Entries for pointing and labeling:
>>>

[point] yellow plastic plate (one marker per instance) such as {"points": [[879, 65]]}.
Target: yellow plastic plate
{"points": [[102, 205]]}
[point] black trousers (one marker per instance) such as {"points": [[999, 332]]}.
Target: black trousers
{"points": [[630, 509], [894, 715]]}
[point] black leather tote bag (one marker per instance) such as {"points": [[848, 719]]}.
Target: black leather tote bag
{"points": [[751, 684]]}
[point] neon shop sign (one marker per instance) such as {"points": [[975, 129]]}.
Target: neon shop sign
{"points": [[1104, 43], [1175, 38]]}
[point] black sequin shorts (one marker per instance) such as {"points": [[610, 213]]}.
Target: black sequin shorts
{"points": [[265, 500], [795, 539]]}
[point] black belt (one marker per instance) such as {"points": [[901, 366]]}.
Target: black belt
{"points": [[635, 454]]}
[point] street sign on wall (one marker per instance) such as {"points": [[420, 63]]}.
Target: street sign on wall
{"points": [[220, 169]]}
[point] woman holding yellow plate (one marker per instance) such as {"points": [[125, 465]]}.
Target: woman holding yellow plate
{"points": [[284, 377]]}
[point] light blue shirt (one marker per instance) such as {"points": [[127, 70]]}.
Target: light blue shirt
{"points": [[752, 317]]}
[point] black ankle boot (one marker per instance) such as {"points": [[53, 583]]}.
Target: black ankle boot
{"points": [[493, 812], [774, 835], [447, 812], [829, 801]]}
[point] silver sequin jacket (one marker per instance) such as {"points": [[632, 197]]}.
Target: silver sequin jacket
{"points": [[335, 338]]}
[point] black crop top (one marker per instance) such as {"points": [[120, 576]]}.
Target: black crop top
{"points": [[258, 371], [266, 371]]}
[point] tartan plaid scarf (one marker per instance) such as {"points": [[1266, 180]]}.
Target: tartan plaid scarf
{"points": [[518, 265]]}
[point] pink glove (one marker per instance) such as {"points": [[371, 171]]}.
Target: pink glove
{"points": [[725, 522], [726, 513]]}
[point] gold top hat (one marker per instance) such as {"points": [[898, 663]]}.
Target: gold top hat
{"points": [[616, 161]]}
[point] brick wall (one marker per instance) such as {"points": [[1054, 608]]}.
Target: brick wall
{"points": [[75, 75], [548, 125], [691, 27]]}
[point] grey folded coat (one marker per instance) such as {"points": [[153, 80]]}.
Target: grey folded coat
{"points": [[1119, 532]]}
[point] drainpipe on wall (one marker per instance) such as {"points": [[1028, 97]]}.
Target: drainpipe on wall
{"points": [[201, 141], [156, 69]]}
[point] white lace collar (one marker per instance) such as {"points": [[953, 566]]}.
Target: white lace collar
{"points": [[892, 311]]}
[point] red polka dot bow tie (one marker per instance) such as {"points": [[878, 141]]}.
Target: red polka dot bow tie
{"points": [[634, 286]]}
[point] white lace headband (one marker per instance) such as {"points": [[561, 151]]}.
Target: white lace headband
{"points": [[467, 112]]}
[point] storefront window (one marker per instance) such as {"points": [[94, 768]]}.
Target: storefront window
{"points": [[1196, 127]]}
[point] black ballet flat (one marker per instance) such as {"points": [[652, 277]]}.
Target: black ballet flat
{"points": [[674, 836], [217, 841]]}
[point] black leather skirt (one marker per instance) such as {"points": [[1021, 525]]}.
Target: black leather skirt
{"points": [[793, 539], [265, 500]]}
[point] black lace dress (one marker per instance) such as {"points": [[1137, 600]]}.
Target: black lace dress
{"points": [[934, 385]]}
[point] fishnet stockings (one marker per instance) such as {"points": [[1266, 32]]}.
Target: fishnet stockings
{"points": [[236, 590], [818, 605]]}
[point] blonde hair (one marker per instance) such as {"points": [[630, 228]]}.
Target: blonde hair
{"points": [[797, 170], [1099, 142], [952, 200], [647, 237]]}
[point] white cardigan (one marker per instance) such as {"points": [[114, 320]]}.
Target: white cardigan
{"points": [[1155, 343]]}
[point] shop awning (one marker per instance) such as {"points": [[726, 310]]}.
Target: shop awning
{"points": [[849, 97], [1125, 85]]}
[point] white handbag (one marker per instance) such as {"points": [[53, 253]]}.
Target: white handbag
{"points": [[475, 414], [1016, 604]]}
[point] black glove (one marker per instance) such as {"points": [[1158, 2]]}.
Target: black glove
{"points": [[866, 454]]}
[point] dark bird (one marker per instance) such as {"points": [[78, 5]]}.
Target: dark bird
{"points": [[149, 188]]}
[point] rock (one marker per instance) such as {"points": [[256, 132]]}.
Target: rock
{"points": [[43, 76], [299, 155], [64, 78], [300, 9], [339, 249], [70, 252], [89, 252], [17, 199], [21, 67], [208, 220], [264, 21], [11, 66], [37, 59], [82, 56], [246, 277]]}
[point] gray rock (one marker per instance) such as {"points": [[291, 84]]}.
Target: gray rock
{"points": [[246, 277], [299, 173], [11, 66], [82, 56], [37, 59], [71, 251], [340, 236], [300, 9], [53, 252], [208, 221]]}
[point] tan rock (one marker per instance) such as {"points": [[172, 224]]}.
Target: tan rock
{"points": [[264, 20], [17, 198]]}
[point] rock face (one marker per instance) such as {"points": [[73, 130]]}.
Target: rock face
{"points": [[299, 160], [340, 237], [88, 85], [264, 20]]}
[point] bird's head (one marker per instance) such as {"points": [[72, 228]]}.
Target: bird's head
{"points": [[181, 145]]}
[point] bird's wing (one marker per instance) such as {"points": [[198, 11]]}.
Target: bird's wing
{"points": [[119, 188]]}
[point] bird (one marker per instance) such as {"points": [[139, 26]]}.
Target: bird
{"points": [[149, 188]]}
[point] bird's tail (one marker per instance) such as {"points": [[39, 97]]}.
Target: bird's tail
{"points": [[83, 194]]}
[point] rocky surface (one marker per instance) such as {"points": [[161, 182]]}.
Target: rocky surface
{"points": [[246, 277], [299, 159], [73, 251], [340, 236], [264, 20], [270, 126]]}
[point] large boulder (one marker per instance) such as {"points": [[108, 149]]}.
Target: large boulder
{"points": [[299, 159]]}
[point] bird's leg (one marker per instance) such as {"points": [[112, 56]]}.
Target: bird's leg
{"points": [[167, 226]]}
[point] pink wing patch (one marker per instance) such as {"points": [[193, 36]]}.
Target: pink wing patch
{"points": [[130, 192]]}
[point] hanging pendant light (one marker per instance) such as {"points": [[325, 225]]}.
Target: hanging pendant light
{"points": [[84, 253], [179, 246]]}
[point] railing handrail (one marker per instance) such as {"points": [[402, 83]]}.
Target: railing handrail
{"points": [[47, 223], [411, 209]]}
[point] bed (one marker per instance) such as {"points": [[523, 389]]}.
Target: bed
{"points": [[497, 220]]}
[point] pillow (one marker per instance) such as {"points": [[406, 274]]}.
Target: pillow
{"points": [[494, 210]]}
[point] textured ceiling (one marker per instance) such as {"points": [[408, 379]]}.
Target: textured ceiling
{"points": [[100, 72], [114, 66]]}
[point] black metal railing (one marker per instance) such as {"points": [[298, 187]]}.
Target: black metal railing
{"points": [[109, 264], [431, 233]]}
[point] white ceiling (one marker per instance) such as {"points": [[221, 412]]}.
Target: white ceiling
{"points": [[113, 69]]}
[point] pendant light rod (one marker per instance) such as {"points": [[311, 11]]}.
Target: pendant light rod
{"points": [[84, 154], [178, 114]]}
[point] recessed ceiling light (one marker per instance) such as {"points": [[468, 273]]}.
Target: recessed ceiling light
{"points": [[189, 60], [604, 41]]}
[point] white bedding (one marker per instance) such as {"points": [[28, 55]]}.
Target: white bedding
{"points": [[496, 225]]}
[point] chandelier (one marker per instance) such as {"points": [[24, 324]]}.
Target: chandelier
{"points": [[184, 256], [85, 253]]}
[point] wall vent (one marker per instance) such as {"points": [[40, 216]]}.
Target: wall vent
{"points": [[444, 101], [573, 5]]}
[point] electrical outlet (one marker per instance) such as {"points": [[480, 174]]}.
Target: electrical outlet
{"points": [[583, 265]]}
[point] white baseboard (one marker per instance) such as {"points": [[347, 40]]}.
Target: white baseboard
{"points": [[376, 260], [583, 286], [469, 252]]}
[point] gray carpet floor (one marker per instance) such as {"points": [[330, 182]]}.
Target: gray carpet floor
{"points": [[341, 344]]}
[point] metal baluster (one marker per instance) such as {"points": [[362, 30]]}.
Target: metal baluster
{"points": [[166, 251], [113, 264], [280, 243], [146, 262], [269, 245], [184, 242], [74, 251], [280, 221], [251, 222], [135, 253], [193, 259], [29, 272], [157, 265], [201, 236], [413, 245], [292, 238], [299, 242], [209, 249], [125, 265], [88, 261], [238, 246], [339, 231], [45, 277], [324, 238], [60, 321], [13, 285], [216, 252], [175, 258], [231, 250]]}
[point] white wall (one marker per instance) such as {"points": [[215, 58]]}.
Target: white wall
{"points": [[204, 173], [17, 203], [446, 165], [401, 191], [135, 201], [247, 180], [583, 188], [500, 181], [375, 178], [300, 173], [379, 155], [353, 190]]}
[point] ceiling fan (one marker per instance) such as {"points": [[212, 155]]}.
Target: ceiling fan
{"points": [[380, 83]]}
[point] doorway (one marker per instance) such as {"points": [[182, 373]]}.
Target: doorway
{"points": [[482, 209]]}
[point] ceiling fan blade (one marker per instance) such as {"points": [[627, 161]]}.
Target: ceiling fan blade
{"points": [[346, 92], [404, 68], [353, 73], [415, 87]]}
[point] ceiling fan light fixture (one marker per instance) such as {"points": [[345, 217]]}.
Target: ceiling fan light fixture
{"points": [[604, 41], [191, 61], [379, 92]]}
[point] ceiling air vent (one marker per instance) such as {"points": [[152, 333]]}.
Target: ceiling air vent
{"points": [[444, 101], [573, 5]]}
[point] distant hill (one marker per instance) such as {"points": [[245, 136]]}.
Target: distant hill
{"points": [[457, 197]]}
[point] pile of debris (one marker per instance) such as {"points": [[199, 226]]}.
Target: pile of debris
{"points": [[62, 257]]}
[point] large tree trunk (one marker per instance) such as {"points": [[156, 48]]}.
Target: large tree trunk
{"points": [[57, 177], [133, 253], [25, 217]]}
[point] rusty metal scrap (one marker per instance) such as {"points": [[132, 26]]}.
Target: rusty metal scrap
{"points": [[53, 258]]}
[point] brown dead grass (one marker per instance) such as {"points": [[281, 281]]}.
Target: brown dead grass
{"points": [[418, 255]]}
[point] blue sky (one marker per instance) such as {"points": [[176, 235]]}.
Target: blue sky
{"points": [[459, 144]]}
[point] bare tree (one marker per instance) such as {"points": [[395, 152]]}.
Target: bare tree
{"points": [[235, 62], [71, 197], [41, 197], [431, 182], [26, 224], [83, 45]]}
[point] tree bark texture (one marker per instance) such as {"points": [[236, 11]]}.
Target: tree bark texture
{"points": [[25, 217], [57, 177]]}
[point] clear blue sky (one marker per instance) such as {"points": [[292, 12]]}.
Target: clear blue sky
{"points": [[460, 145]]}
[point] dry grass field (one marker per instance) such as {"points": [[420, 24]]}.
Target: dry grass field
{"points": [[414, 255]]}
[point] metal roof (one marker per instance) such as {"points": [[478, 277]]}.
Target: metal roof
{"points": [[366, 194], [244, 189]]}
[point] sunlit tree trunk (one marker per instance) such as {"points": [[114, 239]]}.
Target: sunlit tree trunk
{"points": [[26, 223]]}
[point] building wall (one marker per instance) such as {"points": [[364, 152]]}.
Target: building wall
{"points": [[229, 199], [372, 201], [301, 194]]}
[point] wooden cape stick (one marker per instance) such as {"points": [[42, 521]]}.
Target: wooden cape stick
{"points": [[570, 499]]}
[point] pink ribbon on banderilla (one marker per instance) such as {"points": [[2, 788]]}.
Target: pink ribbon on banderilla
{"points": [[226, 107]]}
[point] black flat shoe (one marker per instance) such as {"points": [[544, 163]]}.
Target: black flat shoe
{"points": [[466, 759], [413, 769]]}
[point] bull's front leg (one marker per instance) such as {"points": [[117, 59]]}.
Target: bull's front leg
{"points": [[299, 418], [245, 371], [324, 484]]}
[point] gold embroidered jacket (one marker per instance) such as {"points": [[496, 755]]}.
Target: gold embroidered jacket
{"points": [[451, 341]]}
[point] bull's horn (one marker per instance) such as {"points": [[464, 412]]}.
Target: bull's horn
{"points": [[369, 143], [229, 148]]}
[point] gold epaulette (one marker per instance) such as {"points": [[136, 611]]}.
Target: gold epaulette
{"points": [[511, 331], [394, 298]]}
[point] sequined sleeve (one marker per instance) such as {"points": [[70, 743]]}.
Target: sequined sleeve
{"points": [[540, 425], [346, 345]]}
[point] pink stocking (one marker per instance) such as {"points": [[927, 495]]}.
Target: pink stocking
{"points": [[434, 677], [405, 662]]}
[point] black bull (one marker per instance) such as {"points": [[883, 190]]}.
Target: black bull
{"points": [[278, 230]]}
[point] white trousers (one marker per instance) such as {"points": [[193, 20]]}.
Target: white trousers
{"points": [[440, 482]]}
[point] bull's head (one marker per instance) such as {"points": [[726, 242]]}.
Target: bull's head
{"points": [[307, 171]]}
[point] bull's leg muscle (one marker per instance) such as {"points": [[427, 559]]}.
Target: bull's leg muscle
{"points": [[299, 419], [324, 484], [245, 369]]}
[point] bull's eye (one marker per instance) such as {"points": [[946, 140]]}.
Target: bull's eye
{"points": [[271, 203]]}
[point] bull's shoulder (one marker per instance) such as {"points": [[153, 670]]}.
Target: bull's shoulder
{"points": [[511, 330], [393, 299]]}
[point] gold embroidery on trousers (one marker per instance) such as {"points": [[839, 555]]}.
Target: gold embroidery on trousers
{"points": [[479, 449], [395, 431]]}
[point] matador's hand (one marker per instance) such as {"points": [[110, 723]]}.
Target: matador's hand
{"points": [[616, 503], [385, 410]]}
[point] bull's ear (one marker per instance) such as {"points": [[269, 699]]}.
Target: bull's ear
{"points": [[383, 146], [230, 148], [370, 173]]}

<<<

TASK INSTRUCTIONS:
Can you format the lines starting at the one containing "[point] matador's hand" and ending at the end of the records as a numbered list, leaving out any blank lines?

SOLUTION TO THE EXERCISE:
1. [point] matador's hand (one marker per instance) such as {"points": [[110, 723]]}.
2. Target: matador's hand
3. {"points": [[616, 503], [385, 410]]}
4. [point] bull's ear (one marker per instance) such as {"points": [[269, 699]]}.
5. Target: bull's ear
6. {"points": [[383, 146], [230, 148], [370, 173]]}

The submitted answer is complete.